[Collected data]
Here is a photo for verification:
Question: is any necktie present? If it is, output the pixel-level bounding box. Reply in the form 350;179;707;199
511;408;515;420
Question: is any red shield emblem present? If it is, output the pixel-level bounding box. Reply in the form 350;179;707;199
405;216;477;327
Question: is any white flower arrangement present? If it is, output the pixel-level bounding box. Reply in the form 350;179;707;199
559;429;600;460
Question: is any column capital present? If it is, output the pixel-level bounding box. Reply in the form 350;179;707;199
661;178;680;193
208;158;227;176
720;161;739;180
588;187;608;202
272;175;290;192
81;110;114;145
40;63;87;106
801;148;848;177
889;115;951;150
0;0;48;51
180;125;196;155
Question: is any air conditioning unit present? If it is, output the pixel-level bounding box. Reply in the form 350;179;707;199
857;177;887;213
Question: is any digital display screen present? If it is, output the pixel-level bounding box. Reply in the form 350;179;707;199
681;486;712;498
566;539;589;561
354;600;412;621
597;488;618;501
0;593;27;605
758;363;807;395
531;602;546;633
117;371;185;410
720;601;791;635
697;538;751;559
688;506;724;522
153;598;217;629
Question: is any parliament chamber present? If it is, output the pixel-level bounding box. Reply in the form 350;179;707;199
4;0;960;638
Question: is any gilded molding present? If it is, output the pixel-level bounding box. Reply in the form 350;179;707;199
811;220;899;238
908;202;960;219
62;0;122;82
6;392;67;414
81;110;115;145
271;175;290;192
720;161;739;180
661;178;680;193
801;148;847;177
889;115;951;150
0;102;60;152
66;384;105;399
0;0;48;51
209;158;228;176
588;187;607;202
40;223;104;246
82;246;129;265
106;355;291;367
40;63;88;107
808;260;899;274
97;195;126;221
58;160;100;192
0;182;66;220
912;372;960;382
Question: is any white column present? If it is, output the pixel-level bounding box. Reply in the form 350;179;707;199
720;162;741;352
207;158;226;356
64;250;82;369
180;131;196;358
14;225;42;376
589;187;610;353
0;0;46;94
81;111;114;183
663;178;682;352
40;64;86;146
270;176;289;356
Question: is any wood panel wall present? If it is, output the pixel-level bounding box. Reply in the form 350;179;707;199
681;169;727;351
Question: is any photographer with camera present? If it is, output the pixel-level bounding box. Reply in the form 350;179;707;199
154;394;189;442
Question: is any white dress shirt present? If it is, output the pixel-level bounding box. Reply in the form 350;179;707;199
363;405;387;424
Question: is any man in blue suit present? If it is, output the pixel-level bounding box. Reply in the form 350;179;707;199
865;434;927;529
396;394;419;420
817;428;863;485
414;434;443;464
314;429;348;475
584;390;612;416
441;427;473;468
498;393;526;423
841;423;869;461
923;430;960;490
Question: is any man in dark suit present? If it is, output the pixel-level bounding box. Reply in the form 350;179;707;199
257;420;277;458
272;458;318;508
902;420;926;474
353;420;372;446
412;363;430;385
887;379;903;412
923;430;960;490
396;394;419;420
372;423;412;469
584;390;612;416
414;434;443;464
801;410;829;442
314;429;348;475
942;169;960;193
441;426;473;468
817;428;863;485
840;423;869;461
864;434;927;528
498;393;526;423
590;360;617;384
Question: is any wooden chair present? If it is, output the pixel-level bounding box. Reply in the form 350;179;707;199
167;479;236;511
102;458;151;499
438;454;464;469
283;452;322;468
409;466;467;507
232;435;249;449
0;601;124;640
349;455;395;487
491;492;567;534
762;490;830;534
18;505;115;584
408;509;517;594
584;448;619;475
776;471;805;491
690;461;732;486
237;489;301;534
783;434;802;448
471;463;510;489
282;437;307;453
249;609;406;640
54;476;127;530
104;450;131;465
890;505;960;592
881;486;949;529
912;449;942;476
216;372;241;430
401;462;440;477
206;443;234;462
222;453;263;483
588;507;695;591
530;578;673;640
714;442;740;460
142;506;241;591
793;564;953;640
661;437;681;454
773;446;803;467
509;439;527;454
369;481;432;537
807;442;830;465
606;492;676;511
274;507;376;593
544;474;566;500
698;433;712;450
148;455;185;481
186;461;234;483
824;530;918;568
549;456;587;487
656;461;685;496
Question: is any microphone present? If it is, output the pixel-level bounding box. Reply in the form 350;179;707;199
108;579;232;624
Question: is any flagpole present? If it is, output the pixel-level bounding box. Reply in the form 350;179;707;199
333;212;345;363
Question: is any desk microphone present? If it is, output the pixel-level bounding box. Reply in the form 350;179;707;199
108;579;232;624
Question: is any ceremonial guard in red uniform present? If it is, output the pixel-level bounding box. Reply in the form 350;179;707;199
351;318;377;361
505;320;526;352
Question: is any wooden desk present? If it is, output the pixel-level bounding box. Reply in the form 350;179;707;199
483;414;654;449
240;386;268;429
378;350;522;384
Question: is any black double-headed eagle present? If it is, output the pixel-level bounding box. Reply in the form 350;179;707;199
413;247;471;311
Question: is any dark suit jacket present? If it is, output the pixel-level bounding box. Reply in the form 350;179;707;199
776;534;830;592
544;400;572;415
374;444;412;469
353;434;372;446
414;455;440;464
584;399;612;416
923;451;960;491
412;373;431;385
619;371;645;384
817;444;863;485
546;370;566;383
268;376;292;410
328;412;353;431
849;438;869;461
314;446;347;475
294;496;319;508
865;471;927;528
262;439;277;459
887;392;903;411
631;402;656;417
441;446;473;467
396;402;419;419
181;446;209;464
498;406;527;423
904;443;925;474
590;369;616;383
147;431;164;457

-- Task details --
Keeping each line exactly as it is, retype all of the data.

-- Task response --
Here is a photo for verification:
Question: is any necktie present? If it is, output the pixel-level bounding box. Reply in the form 350;179;707;199
511;408;515;420
Question: is any red shield emblem present? If it is, output the pixel-level bounding box. Reply in the form 350;179;707;199
405;216;477;327
Question: is any white flower arrangement present? If it is, output the pixel-level bounding box. Reply in the form 350;179;707;199
559;429;600;460
Question: is any column capital present? If it is, output the pixel-level bounding box. Reply in the form 350;179;707;199
661;178;680;193
208;158;227;176
720;161;739;180
588;187;608;202
272;175;290;192
81;110;114;145
40;63;87;106
801;148;848;177
889;115;951;150
0;0;48;51
180;125;196;155
Question: is any air conditioning unit present? If it is, output the pixel-level bounding box. Reply in the form 350;179;707;199
857;177;887;213
Question: is any digital display screen present? If it is, output the pixel-level bounding box. Reply in the form 350;179;707;199
681;486;712;498
566;539;589;561
354;600;412;621
597;488;618;501
0;593;27;605
758;363;807;395
531;602;546;633
117;371;185;410
720;601;791;635
697;538;751;559
688;506;724;522
153;598;217;629
Question: is any parliament chamber present? If it is, output the pixel-level bounding box. Reply in the form 350;179;707;199
4;0;960;638
Question: is any gilded molding present? If it is, output the pixel-level bounding box. Reply in the form 350;179;707;199
811;220;899;238
908;202;960;219
62;0;122;82
6;392;67;414
81;110;115;145
271;175;290;192
720;161;739;180
661;178;680;193
801;148;847;177
889;115;951;150
0;102;60;152
66;384;105;399
0;0;48;51
209;158;228;176
588;187;607;202
40;223;104;246
82;246;129;265
106;355;291;367
40;63;88;107
808;260;899;274
97;195;126;221
58;160;100;192
0;182;66;220
912;372;960;382
Question: is any white column present? If it is, output the pixel-level bounding box. Reply in the form 350;179;707;199
720;162;741;352
207;158;226;356
64;250;82;369
180;131;196;358
14;225;42;376
589;187;610;353
0;0;46;94
81;111;114;183
663;178;682;352
40;64;86;146
270;176;289;356
Question: is any wood panel wall present? If it is, output the pixel-level bounding box. Reply in the form 350;179;707;199
681;169;727;351
Question: is any photographer with camera present? If it is, output the pixel-level bounding box. Reply in the form 350;179;707;199
154;394;189;442
Question: is any white dress shirt present? If it is, output the pixel-level bounding box. Reply in the form 350;179;707;199
363;405;387;424
Question: is any man in blue suit present? If it is, output the pixel-level bounding box. Reply in the form 350;179;707;199
865;434;927;529
396;394;419;420
817;428;863;485
414;434;443;464
314;429;348;475
584;390;612;416
441;427;473;468
498;393;526;423
841;423;869;461
923;430;960;490
Question: is any man in dark suit present? If it is, output the pixel-level bounding box. Reply in the form 350;179;707;199
257;420;277;458
272;458;318;508
902;420;926;474
353;420;372;446
412;363;430;385
887;379;903;412
923;430;960;490
396;394;419;420
372;423;412;469
584;390;612;416
414;434;443;464
801;410;829;442
314;429;348;475
942;169;960;193
441;426;473;468
817;428;863;485
840;423;869;461
864;434;927;528
498;393;526;423
590;360;617;384
Question: is any wooden chair present? If it is, output the pixel-level bounding box. Reply in the form 350;179;707;199
167;479;236;511
102;458;151;499
438;454;464;469
283;452;322;468
409;466;467;507
232;435;249;449
0;601;124;640
349;455;395;487
491;492;567;534
762;490;830;534
18;505;115;584
408;509;517;594
584;448;619;475
776;471;805;491
690;461;732;486
237;489;301;534
783;434;802;448
471;463;510;489
282;437;307;453
249;609;406;640
54;476;127;530
104;450;131;465
890;505;960;592
881;486;949;529
912;449;942;476
216;372;241;430
401;462;440;477
206;443;234;462
222;453;263;483
588;507;695;591
530;578;673;640
714;442;740;460
142;506;241;591
793;564;953;640
661;437;681;454
773;446;803;467
509;439;527;454
369;481;432;537
807;442;830;465
606;492;676;511
274;507;376;593
544;474;566;500
698;433;712;450
148;455;185;481
186;461;234;483
824;530;918;568
549;456;587;487
656;461;685;496
Question: is any microphone present? If it is, output the pixel-level bounding box. Reply in the form 350;179;707;199
108;579;232;624
Question: is any flagpole present? If it is, output the pixel-level bounding box. Reply in the form 350;179;707;199
333;212;345;363
Question: is any desk microphone present? If it is, output the pixel-level bounding box. Reply in the form 350;179;707;199
108;579;232;624
Question: is any ceremonial guard in red uniform present? If it is, output the pixel-level bounding box. Reply in the form 350;179;707;199
351;318;377;361
505;320;526;352
Question: is any wooden desk present? If it is, output the pixel-level bounding box. Reply in the form 350;179;707;199
483;414;654;449
240;386;268;429
378;350;522;384
Question: is any black double-headed eagle present? If it is, output the pixel-level bounding box. Reply in the form 350;179;707;199
413;247;471;311
Question: is any dark suit jacket present? If it is, output the pixel-level bounding box. Reply in the form 350;179;707;199
776;534;830;592
544;400;572;415
374;444;412;469
353;434;372;446
414;455;440;464
584;399;612;416
923;451;960;491
412;373;431;385
619;371;645;384
817;444;863;485
546;370;566;383
268;376;292;410
328;412;353;431
849;438;869;461
314;446;347;475
294;496;319;508
865;471;927;528
262;439;277;459
887;392;903;411
631;402;656;417
441;446;473;467
396;402;419;419
181;446;209;464
498;406;527;423
904;443;925;474
590;369;616;383
147;431;164;457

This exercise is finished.